◆ Records supplied:
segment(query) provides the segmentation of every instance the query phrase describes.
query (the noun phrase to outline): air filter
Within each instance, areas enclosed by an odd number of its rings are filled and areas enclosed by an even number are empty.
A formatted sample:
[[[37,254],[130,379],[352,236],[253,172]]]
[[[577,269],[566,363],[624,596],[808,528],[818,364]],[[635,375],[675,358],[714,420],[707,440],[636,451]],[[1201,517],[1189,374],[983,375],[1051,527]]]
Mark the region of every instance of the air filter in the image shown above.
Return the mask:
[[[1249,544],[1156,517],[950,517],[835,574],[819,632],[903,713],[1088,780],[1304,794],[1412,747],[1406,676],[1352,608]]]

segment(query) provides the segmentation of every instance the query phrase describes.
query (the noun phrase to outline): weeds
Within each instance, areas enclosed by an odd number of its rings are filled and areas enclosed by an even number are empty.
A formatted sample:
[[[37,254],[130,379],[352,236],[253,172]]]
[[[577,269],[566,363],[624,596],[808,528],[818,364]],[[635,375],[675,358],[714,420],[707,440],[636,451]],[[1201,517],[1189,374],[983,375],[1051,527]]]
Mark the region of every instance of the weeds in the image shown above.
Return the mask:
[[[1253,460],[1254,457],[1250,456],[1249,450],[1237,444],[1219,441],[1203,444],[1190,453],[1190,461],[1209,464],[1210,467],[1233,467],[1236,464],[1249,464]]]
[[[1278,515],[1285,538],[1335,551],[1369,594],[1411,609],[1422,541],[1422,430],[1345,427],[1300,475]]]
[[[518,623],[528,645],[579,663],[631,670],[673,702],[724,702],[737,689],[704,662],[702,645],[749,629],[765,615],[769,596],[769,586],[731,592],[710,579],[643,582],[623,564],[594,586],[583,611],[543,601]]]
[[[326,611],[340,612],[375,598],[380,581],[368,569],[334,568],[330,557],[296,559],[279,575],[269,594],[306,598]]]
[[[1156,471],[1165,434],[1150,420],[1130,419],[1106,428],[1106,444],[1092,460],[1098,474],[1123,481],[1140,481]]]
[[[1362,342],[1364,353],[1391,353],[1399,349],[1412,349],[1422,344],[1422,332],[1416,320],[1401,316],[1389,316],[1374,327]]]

◆ Task objective: The records above must be output exactly, in full.

◆ Problem solution:
segment(query) provides the segmentation of every instance the query phrase describes.
query (the noun phrase to outline): air filter
Within each instance, areas enclosed by an odd number of its rings are filled and areas enclosed by an even number are empty.
A formatted sample:
[[[37,254],[130,379],[352,236],[253,172]]]
[[[577,269],[566,363],[624,596],[808,528],[818,364]],[[635,375],[675,358],[714,420],[707,440],[636,451]],[[1201,517],[1189,374],[983,375],[1051,527]]]
Mark the region of every instance of the air filter in the image shown above.
Return the mask:
[[[1249,544],[1156,517],[950,517],[835,574],[819,632],[903,713],[1088,780],[1304,794],[1412,747],[1406,676],[1352,608]]]

segment(query) provides the segmentation of every instance the query phrase describes.
query (the noun phrase to outline): weeds
Within each instance, areas enclosed by an odd number of its rings are filled and areas enclosed by an even number are empty.
A formatted sample:
[[[37,254],[130,379],[352,236],[253,172]]]
[[[577,269],[566,363],[624,596],[808,528],[818,364]],[[635,375],[675,358],[714,420],[707,440],[636,451]],[[1201,517],[1189,374],[983,375],[1051,527]]]
Mark the region of every instance of the weeds in the image shown above.
Return the mask:
[[[1253,460],[1254,457],[1250,456],[1249,450],[1237,444],[1219,441],[1203,444],[1190,453],[1190,461],[1209,464],[1210,467],[1233,467],[1236,464],[1249,464]]]
[[[1278,515],[1285,538],[1335,551],[1369,594],[1411,609],[1422,541],[1422,430],[1345,427],[1300,475]]]
[[[518,623],[528,645],[579,663],[631,670],[673,702],[724,702],[737,689],[704,662],[702,645],[749,629],[765,615],[769,596],[769,586],[731,592],[710,579],[643,582],[623,564],[594,586],[583,611],[543,601]]]
[[[326,611],[340,612],[375,598],[380,581],[368,569],[334,568],[330,557],[296,559],[279,575],[269,594],[306,598]]]
[[[1156,471],[1165,434],[1150,420],[1130,419],[1106,428],[1106,444],[1092,460],[1098,474],[1123,481],[1140,481]]]
[[[1362,342],[1364,353],[1391,353],[1399,349],[1412,349],[1422,344],[1422,332],[1416,320],[1401,316],[1389,316],[1374,327]]]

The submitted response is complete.